What you have to do: Every line of the listing should be repeated exactly.
-- Material provided follows --
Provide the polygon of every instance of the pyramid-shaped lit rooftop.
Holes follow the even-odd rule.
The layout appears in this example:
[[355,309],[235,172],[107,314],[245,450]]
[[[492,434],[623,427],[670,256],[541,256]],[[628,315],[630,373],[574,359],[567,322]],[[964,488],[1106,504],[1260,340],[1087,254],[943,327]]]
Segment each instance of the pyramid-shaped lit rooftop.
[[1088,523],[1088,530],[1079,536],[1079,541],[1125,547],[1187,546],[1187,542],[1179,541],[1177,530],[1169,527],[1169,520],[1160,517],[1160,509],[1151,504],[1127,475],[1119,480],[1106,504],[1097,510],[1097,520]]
-- Material provided concluded --
Exercise output:
Provide the polygon of every instance of the pyramid-shaped lit rooftop.
Holes follow the even-odd rule.
The layout appears in this example:
[[355,309],[235,172],[107,314],[245,450]]
[[[492,434],[623,427],[670,256],[541,256]],[[628,315],[630,373],[574,359],[567,322]],[[964,488],[1106,504],[1260,340],[1087,254],[943,327]]]
Segment each instance of the pyramid-shaped lit rooftop.
[[1088,523],[1088,530],[1079,536],[1079,541],[1125,547],[1187,546],[1187,542],[1179,541],[1177,530],[1169,527],[1169,520],[1160,517],[1160,509],[1151,504],[1127,475],[1119,480],[1106,504],[1097,510],[1097,520]]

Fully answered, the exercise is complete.